_RECORDS TO USE:_
= = = =

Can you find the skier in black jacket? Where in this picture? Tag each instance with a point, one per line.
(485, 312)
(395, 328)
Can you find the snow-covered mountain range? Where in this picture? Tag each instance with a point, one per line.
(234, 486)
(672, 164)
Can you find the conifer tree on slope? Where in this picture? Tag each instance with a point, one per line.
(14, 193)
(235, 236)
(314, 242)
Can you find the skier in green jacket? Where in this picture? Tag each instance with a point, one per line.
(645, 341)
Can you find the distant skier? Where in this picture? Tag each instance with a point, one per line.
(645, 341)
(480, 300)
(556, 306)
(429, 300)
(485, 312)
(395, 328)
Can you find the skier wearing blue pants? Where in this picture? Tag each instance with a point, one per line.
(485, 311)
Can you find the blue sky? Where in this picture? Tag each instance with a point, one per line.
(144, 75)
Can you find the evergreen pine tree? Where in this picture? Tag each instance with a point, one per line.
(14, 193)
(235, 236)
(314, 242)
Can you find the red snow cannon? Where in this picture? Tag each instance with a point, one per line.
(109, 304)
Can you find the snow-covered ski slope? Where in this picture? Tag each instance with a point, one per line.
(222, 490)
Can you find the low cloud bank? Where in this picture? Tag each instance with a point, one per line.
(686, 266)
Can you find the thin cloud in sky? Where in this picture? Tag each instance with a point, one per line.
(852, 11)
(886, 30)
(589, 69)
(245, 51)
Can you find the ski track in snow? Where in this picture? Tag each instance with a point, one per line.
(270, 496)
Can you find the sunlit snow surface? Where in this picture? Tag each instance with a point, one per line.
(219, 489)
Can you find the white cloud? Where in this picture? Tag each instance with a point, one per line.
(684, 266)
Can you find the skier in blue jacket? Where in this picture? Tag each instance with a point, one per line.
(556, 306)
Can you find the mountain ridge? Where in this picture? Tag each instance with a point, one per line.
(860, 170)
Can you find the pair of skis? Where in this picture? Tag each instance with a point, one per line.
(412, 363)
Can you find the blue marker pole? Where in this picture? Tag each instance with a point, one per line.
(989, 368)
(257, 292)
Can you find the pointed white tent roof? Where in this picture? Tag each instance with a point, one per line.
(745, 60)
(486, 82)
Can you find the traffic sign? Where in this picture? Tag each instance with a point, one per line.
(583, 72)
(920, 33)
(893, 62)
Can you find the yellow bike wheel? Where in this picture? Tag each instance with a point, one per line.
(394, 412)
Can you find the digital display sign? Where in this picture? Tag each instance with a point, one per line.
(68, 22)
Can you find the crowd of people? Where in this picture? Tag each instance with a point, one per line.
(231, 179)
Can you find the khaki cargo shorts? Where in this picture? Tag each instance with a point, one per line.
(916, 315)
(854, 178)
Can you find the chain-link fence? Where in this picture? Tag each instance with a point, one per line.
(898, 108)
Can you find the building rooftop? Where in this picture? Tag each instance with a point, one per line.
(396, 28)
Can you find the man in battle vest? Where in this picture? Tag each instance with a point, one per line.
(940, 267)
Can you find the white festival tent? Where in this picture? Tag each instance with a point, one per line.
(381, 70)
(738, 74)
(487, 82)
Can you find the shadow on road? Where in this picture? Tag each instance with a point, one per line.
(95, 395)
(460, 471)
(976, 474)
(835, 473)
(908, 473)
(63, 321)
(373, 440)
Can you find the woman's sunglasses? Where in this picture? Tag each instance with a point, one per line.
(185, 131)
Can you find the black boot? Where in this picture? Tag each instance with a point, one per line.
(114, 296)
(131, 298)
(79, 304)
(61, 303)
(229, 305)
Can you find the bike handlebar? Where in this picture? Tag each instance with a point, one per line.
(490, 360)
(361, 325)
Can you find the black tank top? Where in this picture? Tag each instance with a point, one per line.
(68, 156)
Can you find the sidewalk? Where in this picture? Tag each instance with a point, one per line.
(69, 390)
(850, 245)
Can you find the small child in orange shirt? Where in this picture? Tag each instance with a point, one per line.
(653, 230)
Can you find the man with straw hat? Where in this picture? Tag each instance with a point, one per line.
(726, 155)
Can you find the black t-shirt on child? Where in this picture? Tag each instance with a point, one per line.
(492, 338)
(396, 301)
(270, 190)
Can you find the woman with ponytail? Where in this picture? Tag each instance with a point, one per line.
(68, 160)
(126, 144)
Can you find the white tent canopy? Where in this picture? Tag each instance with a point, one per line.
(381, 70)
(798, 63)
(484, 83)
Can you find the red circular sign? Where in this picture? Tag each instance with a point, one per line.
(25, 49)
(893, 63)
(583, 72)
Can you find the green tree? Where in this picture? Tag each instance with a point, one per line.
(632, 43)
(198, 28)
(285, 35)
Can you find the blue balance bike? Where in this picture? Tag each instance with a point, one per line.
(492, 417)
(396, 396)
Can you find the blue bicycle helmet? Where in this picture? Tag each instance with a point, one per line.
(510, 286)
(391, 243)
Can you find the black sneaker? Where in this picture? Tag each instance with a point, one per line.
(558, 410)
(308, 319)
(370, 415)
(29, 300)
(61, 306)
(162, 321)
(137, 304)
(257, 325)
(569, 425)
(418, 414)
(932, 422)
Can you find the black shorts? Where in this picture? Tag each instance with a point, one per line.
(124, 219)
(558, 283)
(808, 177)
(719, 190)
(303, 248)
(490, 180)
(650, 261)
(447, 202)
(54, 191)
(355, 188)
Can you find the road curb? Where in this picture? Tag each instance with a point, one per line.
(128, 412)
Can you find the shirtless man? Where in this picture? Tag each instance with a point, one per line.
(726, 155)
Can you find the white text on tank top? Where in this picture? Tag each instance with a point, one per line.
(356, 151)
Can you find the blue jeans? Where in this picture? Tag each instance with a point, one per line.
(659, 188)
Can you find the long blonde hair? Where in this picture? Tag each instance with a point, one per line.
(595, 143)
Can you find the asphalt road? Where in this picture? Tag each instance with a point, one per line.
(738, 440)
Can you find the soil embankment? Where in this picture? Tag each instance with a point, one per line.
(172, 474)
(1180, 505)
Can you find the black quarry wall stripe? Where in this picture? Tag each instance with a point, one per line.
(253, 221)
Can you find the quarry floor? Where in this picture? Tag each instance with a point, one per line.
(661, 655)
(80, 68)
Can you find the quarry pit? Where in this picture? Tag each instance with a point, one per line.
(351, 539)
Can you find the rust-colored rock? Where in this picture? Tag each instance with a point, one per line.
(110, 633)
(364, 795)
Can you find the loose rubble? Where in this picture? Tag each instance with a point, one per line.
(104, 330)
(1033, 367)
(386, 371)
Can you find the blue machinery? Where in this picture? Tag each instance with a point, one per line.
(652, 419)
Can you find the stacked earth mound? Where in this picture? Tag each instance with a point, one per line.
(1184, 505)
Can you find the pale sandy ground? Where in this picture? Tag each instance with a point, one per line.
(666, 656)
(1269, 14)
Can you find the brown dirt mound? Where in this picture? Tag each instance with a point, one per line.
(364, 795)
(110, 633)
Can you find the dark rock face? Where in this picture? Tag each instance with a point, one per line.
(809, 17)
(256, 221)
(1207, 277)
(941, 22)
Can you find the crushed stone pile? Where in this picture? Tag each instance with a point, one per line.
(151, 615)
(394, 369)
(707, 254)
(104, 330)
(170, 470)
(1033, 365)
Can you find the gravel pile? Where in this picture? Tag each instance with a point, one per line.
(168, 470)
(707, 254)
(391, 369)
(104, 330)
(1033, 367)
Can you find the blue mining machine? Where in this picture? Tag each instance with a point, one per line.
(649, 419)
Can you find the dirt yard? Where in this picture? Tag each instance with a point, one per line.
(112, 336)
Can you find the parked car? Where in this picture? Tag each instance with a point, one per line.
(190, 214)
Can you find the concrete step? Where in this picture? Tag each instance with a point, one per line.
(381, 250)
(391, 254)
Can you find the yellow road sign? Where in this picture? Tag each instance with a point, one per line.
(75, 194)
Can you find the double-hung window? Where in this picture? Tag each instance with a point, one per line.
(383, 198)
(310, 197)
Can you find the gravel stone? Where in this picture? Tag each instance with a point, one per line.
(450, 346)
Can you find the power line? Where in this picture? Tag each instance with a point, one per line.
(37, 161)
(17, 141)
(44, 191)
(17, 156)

= = = =

_WHAT NEEDS TO BE DONE:_ With the line containing "Can you find the blue mining" as the first, output each line through the final line of the entries above, exactly.

_WRITTEN ANSWER:_
Can you find the blue mining machine? Where in this picture? Tag each instance with a point, one per line.
(649, 419)
Can you find the dirt yard? Where in this picture? Tag each instance with a point, one per line.
(112, 336)
Can you find the parked car? Where in this picture? Tag each instance with a point, one per line.
(190, 214)
Can you find the concrete step? Where in this picture? Tag each instance with a point, one per line.
(381, 250)
(391, 254)
Can you find the yellow road sign? Where in this picture? Tag each instance with a point, one per line.
(75, 194)
Can you find the double-hung window? Where in this picture? Tag each instance with a point, one per line.
(383, 198)
(310, 197)
Can you find the gravel stone? Where in this picture? Tag each instance with a point, one per line.
(450, 346)
Can you find the power line? Where in this picture? Tag each instance with a point, one per line.
(37, 161)
(17, 141)
(44, 191)
(17, 156)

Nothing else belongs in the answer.